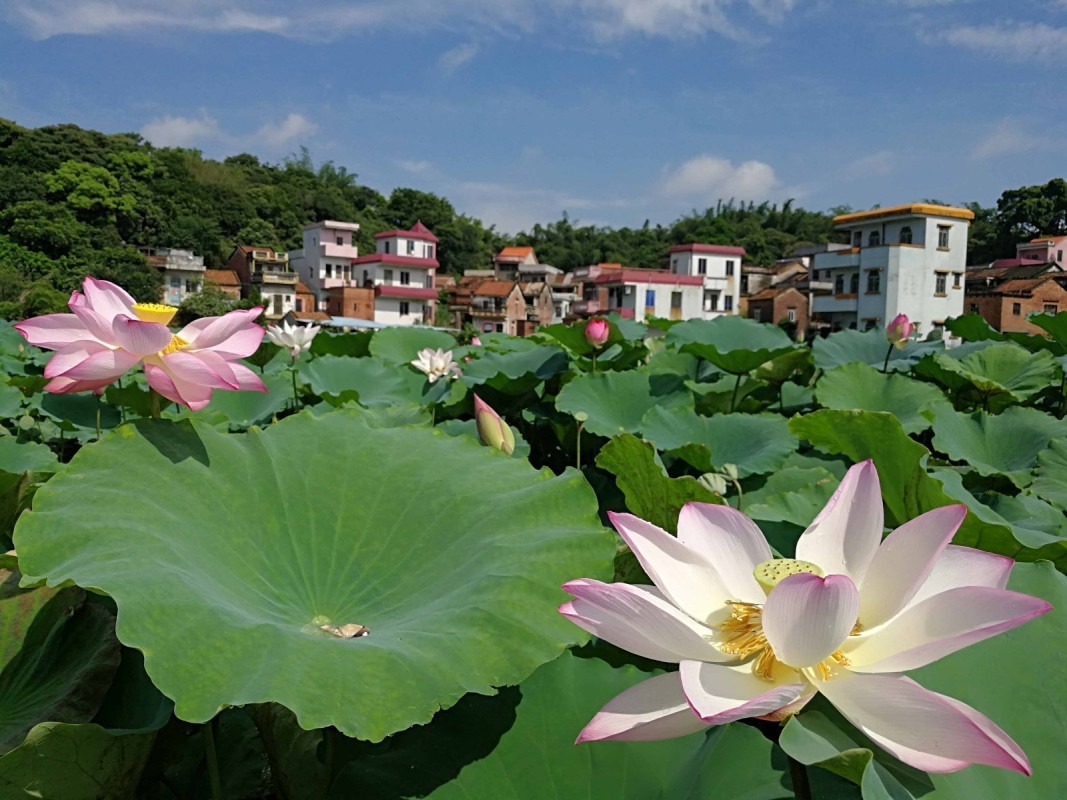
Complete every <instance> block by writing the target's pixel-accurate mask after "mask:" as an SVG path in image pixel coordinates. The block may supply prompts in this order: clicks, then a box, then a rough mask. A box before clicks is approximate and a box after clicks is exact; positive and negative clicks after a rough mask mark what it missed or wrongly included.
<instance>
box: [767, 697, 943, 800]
mask: <svg viewBox="0 0 1067 800" xmlns="http://www.w3.org/2000/svg"><path fill="white" fill-rule="evenodd" d="M779 745H781V747H782V749H783V750H784V751H785V752H786V753H789V754H790V755H791V756H793V757H794V758H795V759H796V761H798V762H800V763H801V764H807V765H809V766H812V765H817V766H818V767H822V768H823V769H827V770H829V771H830V772H833V773H834V774H838V775H841V777H842V778H845V779H846V780H848V781H850V782H853V783H854V784H856V785H858V786H860V787H861V793H862V797H863V800H910V799H911V798H920V797H922V796H924V795H927V794H929V793H930V791H931V790H933V788H934V786H933V784H931V783H930V780H929V778H928V777H927V775H926V773H924V772H922V771H920V770H918V769H914V768H913V767H909V766H908V765H906V764H904V763H902V762H899V761H897V759H896V758H894V757H893V756H891V755H890V754H889V753H887V752H886V751H885V750H882V749H881V748H879V747H878V746H877V745H875V743H874V742H873V741H871V739H869V738H867V737H866V736H864V735H863V734H862V733H861V732H859V731H858V730H856V729H855V727H853V725H850V724H848V722H846V721H845V720H844V718H843V717H842V716H841V715H840V714H839V713H838V710H837V709H835V708H833V706H831V705H830V704H829V703H827V702H826V701H825V700H823V699H822V698H821V697H819V698H816V699H815V700H814V701H812V702H811V703H810V704H809V705H808V706H806V707H805V709H803V711H802V713H801V714H798V715H796V716H795V717H792V718H791V719H790V721H789V722H786V723H785V727H784V729H783V730H782V735H781V738H780V739H779ZM819 797H822V795H819Z"/></svg>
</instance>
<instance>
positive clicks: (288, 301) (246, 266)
mask: <svg viewBox="0 0 1067 800" xmlns="http://www.w3.org/2000/svg"><path fill="white" fill-rule="evenodd" d="M227 266H228V267H229V269H232V270H233V271H234V272H236V273H237V277H238V279H239V281H240V282H241V297H242V298H251V297H253V295H254V294H258V295H259V298H260V301H261V302H262V304H264V308H265V310H264V317H265V318H266V319H268V320H271V321H277V320H281V319H282V317H284V316H285V315H286V314H288V313H289V311H292V310H296V299H297V273H296V271H294V270H293V269H292V265H290V263H289V255H288V253H276V252H275V251H274V249H273V247H266V246H258V245H256V246H252V245H245V244H240V245H238V246H236V247H234V252H233V253H230V254H229V258H228V259H227Z"/></svg>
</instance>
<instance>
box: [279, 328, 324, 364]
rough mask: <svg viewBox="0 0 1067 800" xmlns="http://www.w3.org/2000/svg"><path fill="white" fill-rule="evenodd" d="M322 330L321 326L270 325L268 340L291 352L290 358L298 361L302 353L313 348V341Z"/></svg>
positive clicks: (290, 354) (279, 346) (303, 352)
mask: <svg viewBox="0 0 1067 800" xmlns="http://www.w3.org/2000/svg"><path fill="white" fill-rule="evenodd" d="M321 330H322V329H321V327H320V326H319V325H307V326H306V327H304V326H301V325H291V324H289V323H288V322H283V323H282V324H281V325H270V326H268V329H267V338H268V339H270V340H271V341H273V342H274V343H275V345H277V346H278V347H280V348H284V349H286V350H288V351H289V355H290V357H292V359H293V361H296V359H297V358H298V357H299V356H300V354H301V353H304V352H306V351H307V349H308V348H309V347H310V346H312V339H314V338H315V336H316V334H318V332H319V331H321Z"/></svg>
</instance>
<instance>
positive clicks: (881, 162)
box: [845, 150, 893, 179]
mask: <svg viewBox="0 0 1067 800" xmlns="http://www.w3.org/2000/svg"><path fill="white" fill-rule="evenodd" d="M892 171H893V154H891V153H890V151H889V150H880V151H878V153H872V154H871V155H870V156H864V157H863V158H858V159H856V160H855V161H853V162H851V163H850V164H848V166H846V167H845V177H847V178H851V179H856V178H874V177H878V176H880V175H889V173H891V172H892Z"/></svg>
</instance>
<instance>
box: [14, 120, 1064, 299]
mask: <svg viewBox="0 0 1067 800" xmlns="http://www.w3.org/2000/svg"><path fill="white" fill-rule="evenodd" d="M969 207H970V208H972V209H973V210H974V212H975V214H976V217H975V223H974V225H973V226H972V229H971V247H970V260H971V262H984V261H989V260H992V259H993V258H997V257H1000V256H1010V255H1013V254H1014V245H1015V242H1016V241H1018V240H1019V239H1020V238H1022V239H1024V238H1030V237H1031V236H1034V235H1036V234H1038V233H1040V234H1062V233H1067V182H1065V181H1064V180H1063V179H1058V178H1057V179H1054V180H1051V181H1049V183H1047V185H1045V186H1034V187H1022V188H1020V189H1015V190H1009V191H1006V192H1004V194H1003V195H1002V196H1001V198H1000V201H999V202H998V206H997V208H982V207H981V206H978V205H977V204H970V206H969ZM841 210H845V209H840V208H839V209H831V210H829V211H827V212H819V211H808V210H805V209H801V208H796V207H795V206H794V204H793V202H792V201H787V202H786V203H784V204H783V205H781V206H778V205H775V204H769V203H763V204H759V205H758V204H754V203H748V204H740V205H737V204H735V203H733V202H732V201H731V202H729V203H721V202H720V203H719V204H718V205H717V206H716V207H714V208H708V209H706V210H704V211H697V210H694V211H692V212H691V213H689V214H686V215H684V217H682V218H681V219H679V220H676V221H674V222H673V223H671V224H670V225H663V224H656V225H654V226H653V225H652V224H651V223H650V222H648V221H647V222H646V223H644V224H643V225H642V226H641V227H639V228H627V227H622V228H610V227H600V226H594V225H578V224H576V223H575V222H574V221H572V220H571V219H570V218H569V217H568V215H567V214H566V212H564V213H563V214H562V217H561V219H560V220H558V221H556V222H551V223H547V224H545V225H541V224H537V225H535V226H534V227H532V228H531V229H530V230H529V231H525V233H521V234H519V235H517V236H516V237H513V238H507V237H505V236H503V235H501V234H499V233H498V231H497V230H495V229H494V227H493V226H492V225H489V226H487V225H485V224H483V223H482V222H481V221H480V220H477V219H474V218H472V217H468V215H466V214H462V213H458V212H457V211H456V209H455V207H453V206H452V205H451V203H449V202H448V199H446V198H445V197H441V196H437V195H435V194H432V193H430V192H424V191H419V190H417V189H411V188H400V189H396V190H394V191H393V192H392V194H389V196H388V197H386V196H385V195H383V194H381V193H380V192H378V191H376V190H375V189H371V188H370V187H367V186H363V185H361V183H360V182H359V181H357V176H356V174H355V173H352V172H349V171H348V169H347V167H345V166H338V165H336V164H334V163H333V162H331V161H325V162H322V163H320V164H316V163H315V162H314V161H313V159H312V157H310V154H309V153H308V151H307V150H306V149H303V148H302V149H301V151H300V153H299V154H296V155H293V156H291V157H289V158H287V159H285V160H284V161H283V162H282V163H278V164H268V163H262V162H261V161H260V160H259V159H258V158H257V157H256V156H253V155H250V154H240V155H236V156H232V157H229V158H226V159H225V160H224V161H214V160H211V159H207V158H204V156H203V155H202V154H201V153H200V151H198V150H195V149H188V148H180V147H155V146H153V145H152V144H149V143H148V142H146V141H144V140H143V139H142V138H141V137H140V135H139V134H137V133H116V134H105V133H100V132H98V131H92V130H84V129H82V128H79V127H77V126H75V125H51V126H46V127H42V128H36V129H29V128H23V127H20V126H18V125H16V124H15V123H13V122H10V121H5V119H0V317H7V318H15V317H25V316H30V315H34V314H43V313H48V311H52V310H62V309H63V308H64V306H65V303H66V299H67V298H68V297H69V293H70V291H71V290H73V289H75V288H76V287H77V286H78V285H79V284H80V283H81V281H82V278H83V277H84V276H85V275H86V274H92V275H94V276H96V277H99V278H107V279H111V281H115V282H116V283H118V284H121V285H122V286H124V287H126V288H127V289H128V290H129V291H130V292H131V293H132V294H134V297H138V298H139V299H155V298H158V295H159V291H160V277H159V275H157V274H156V273H155V271H153V270H148V269H145V261H144V259H143V257H142V256H141V255H140V254H139V253H137V251H136V250H133V247H136V246H139V245H148V246H170V247H184V249H189V250H192V251H193V252H195V253H197V254H200V255H203V256H204V258H205V262H206V263H207V266H208V267H209V268H214V267H220V266H222V265H223V263H224V261H225V259H226V257H227V256H228V254H229V252H230V251H232V249H233V247H234V246H235V245H237V244H268V245H272V246H274V247H277V249H281V250H289V249H296V247H299V246H300V243H301V234H300V228H301V226H302V225H304V224H306V223H308V222H314V221H317V220H324V219H332V220H346V221H352V222H357V223H360V225H361V229H360V234H359V236H357V239H356V243H357V244H359V246H360V247H361V249H362V250H363V251H364V252H372V250H373V236H375V234H377V233H379V231H381V230H387V229H391V228H396V227H410V226H411V225H413V224H414V223H415V221H416V220H421V221H423V222H424V223H425V224H426V225H428V226H429V227H430V228H431V229H432V230H433V231H434V234H436V236H437V237H439V238H440V239H441V247H440V251H439V252H440V259H441V262H442V267H443V269H444V270H445V271H448V272H452V273H461V272H462V271H463V270H465V269H477V268H484V267H487V266H488V265H489V263H490V260H491V257H492V254H493V253H494V252H495V251H497V250H498V249H499V247H500V246H504V245H506V244H529V245H532V246H535V247H536V249H537V252H538V255H539V257H540V258H541V260H542V261H544V262H547V263H552V265H555V266H557V267H560V268H562V269H566V270H570V269H573V268H575V267H578V266H583V265H588V263H596V262H600V261H620V262H623V263H627V265H633V266H641V267H654V266H658V265H660V263H662V262H663V259H664V258H665V256H666V252H667V247H668V246H670V245H672V244H681V243H684V242H692V241H701V242H708V243H713V244H739V245H742V246H744V247H745V249H746V251H747V252H748V257H747V260H749V261H750V262H755V263H765V262H768V261H773V260H775V259H777V258H781V257H783V256H786V255H789V254H790V253H791V251H792V250H793V247H795V246H796V245H798V244H808V243H818V242H826V241H830V240H831V239H832V237H833V236H834V234H833V226H832V214H833V213H834V212H838V211H841Z"/></svg>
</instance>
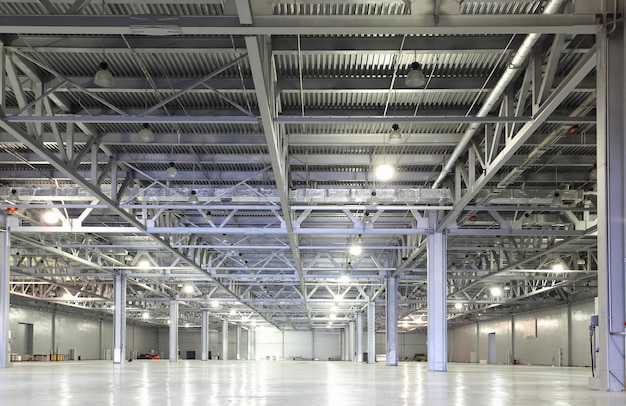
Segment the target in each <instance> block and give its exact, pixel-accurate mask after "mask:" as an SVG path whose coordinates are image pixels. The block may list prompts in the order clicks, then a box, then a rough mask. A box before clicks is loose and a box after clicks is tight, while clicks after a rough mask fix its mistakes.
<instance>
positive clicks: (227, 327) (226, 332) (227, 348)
mask: <svg viewBox="0 0 626 406" xmlns="http://www.w3.org/2000/svg"><path fill="white" fill-rule="evenodd" d="M222 360H223V361H227V360H228V320H226V319H224V320H222Z"/></svg>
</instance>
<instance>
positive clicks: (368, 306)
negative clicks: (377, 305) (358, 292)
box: [367, 302, 376, 364]
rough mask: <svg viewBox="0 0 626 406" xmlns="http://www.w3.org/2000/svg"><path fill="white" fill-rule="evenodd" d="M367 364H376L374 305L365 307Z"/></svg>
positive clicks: (374, 305)
mask: <svg viewBox="0 0 626 406" xmlns="http://www.w3.org/2000/svg"><path fill="white" fill-rule="evenodd" d="M367 363H368V364H375V363H376V303H375V302H369V304H368V305H367Z"/></svg>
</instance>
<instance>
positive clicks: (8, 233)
mask: <svg viewBox="0 0 626 406" xmlns="http://www.w3.org/2000/svg"><path fill="white" fill-rule="evenodd" d="M2 60H3V59H2ZM2 72H4V69H2ZM7 218H8V217H7V214H6V213H2V214H1V215H0V223H1V224H0V368H7V367H10V366H11V344H10V342H9V326H10V323H9V302H10V296H11V293H10V292H11V290H10V288H9V283H10V279H9V274H10V272H11V270H10V267H9V244H10V240H11V236H10V231H9V227H8V226H7Z"/></svg>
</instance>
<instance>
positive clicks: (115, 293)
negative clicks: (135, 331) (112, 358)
mask: <svg viewBox="0 0 626 406" xmlns="http://www.w3.org/2000/svg"><path fill="white" fill-rule="evenodd" d="M113 285H114V286H113V289H114V298H113V300H114V302H115V310H114V311H113V363H114V364H121V363H123V362H124V360H125V359H126V274H124V273H123V272H122V273H121V274H120V275H115V276H114V277H113Z"/></svg>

▶ _PROMPT_
Put the lines of the entries into a numbered list, starting with the very first line and going on through the line that contains "box: [767, 697, 943, 800]", with both ends included. Skip any blank lines, and leave the pictures out of the answer.

▶ _ANSWER TO THIS PROBLEM_
1. Complete every <instance> block by writing the target's pixel-accurate mask after "mask:" as an SVG path in image pixel coordinates. The block may supply prompts in this order: clicks, then a box, then a rough mask. A box before clicks is approximate and a box after clicks is exact; positive and negative clicks after a rough mask mark what it missed or wrongly included.
2. <instance>
3. box: [767, 697, 943, 800]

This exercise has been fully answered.